_Aim:_
Output the line containing "Mark the brick column" and all subsequent lines of the listing below, copied exactly, with no other lines.

_Exercise inputs:_
■ ■ ■ ■ ■
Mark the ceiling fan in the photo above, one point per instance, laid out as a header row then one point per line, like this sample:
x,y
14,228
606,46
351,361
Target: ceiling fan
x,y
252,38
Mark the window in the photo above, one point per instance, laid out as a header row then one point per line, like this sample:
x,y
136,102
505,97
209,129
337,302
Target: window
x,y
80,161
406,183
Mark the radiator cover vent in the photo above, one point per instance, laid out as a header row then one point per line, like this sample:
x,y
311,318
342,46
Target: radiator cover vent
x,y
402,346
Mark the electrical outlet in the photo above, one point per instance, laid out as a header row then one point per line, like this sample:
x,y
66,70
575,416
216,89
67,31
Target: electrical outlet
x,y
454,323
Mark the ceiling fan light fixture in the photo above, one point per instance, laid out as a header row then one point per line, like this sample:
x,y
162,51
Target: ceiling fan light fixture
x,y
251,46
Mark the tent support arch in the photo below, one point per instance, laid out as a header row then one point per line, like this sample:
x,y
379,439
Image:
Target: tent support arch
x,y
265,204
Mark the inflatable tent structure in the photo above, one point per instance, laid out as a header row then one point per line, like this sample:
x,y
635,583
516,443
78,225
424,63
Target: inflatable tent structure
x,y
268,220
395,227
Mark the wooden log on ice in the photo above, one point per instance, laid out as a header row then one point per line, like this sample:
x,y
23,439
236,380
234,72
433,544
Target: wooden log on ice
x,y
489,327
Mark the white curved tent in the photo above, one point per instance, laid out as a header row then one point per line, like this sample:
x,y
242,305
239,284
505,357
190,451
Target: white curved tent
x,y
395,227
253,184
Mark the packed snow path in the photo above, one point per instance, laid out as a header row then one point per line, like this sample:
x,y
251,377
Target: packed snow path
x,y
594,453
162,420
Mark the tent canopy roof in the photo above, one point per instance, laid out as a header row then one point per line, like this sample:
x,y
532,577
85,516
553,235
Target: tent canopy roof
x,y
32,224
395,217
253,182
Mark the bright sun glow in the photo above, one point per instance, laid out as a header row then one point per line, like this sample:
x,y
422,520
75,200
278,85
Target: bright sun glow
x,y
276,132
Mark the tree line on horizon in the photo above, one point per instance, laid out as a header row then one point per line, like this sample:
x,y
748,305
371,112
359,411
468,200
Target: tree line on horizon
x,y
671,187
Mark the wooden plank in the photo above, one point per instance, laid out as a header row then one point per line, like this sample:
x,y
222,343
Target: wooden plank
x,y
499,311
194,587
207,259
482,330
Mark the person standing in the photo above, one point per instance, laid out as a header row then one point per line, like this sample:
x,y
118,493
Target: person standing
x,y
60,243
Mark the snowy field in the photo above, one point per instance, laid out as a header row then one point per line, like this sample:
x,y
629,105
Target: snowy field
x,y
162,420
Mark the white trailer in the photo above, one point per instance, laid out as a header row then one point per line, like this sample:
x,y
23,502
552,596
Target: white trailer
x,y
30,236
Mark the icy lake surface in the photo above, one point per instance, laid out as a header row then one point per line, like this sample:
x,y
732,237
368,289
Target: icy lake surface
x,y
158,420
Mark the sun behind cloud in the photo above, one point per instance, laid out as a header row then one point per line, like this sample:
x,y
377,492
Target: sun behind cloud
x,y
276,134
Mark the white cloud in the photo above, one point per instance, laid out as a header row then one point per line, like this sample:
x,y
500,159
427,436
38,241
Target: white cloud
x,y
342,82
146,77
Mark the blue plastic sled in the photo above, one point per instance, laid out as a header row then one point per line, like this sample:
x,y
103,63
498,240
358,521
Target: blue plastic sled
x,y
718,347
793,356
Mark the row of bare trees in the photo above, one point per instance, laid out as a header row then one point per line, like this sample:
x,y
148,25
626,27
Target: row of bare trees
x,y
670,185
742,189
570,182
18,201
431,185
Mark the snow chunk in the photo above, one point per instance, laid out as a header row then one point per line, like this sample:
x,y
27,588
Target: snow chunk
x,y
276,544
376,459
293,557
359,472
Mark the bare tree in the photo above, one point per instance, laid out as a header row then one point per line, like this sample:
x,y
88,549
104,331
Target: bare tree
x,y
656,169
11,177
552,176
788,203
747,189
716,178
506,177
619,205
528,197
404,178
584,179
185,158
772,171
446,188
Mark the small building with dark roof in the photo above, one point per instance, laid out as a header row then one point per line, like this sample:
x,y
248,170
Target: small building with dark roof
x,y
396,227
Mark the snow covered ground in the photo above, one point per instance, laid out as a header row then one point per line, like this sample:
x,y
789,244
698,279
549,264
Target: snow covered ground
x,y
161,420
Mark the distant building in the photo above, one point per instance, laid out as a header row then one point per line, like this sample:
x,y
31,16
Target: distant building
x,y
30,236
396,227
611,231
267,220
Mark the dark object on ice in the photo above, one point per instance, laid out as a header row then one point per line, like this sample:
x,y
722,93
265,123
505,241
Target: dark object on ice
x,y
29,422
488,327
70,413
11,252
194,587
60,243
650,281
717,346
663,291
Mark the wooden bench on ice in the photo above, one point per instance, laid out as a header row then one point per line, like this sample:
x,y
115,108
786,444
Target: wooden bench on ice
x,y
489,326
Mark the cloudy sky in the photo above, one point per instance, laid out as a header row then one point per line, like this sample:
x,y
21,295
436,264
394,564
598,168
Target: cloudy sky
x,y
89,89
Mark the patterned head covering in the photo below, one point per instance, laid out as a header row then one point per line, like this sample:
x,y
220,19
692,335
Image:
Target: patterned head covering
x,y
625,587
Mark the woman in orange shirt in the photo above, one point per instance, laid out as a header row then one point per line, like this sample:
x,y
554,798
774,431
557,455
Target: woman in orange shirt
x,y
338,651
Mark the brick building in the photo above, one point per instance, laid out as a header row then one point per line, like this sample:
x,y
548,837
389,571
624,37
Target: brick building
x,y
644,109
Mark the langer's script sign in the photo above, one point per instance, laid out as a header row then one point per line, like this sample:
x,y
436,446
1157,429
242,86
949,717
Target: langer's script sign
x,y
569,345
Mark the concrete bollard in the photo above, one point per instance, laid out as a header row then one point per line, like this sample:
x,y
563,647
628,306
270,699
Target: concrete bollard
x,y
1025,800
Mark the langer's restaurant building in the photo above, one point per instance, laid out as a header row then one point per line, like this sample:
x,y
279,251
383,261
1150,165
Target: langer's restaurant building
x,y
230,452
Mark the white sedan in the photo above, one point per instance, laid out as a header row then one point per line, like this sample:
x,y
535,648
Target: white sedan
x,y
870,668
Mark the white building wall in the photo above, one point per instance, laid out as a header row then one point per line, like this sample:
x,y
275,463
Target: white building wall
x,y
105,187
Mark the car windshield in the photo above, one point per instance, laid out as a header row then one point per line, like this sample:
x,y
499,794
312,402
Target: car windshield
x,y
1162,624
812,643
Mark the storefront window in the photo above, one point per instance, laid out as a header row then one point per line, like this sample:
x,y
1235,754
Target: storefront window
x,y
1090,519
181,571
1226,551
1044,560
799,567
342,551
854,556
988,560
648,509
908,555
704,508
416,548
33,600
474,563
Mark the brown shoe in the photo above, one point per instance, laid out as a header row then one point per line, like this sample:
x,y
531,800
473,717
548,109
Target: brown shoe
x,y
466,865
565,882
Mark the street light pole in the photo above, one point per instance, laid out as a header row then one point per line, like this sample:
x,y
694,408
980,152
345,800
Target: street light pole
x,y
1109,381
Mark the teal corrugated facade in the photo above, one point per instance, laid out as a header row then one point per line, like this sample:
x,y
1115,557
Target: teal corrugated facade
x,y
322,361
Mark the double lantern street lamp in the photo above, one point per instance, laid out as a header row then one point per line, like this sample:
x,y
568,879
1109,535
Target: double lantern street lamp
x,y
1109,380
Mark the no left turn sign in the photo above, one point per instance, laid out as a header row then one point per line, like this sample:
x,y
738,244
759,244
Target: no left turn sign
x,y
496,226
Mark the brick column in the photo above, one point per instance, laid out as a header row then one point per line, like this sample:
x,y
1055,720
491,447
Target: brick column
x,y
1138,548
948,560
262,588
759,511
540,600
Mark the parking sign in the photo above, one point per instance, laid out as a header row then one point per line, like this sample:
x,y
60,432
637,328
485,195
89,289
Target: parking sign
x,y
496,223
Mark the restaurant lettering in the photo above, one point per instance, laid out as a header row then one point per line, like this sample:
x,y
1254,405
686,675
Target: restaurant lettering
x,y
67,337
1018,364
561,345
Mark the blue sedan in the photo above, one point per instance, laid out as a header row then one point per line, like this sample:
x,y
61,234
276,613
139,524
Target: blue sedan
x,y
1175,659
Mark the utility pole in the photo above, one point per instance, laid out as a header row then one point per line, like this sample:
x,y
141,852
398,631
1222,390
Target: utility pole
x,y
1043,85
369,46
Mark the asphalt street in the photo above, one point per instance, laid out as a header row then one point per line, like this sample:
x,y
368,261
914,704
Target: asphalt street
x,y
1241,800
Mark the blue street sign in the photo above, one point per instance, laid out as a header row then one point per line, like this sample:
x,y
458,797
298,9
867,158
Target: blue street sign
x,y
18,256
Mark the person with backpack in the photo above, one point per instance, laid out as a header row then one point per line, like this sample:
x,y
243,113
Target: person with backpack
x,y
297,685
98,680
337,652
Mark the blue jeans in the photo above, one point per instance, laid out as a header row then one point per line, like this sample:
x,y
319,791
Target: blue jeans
■ ■ ■ ■ ■
_Task solution:_
Mark the brick column in the photo above, one point per instance, laid out as a header row then one point per line, like this sample:
x,y
1055,720
491,447
Target: brick column
x,y
1138,548
948,560
262,588
759,511
540,600
Mark the parking sign in the photo above, one point per instance, laid out as a header row then one point per line, like this sample:
x,y
60,432
637,328
485,195
89,289
Target: parking sign
x,y
496,223
Mark the restaurant lettering in the photo above, one point per instance, laid out as a header row then one point per line, like this sample:
x,y
1254,405
686,675
Target: restaurant lettering
x,y
67,337
1018,364
561,345
Mark the blue sedan in the photo above, one point per instance, laid out as a header row then one point per line, like this sample:
x,y
61,234
276,613
139,524
Target: blue sedan
x,y
1175,659
Mark the utility pole in the photo above, one point per instance, laid out as a header row then one point per line, like this sample:
x,y
141,852
398,631
1222,390
Target: utility pole
x,y
1043,85
369,46
Mark the asphalt street in the photo above, one point per instance, laid out as a header row then one point per line, like this sample:
x,y
368,261
914,704
Target: asphalt street
x,y
1241,800
Mark the blue street sign in the photo above, one point per instance, laid out as a header row then one point per line, like this sample:
x,y
458,797
298,9
867,158
Target: blue street sign
x,y
18,256
Mark the person with backpack in the photo above, one point per instance, laid out as a header row then one point per line, like this sample:
x,y
243,113
Target: person with backpack
x,y
297,685
98,680
337,652
Mark the blue jeans in the photo above, one point per instance, laid out as a header row then one point per line, like this sample:
x,y
319,791
Target: blue jeans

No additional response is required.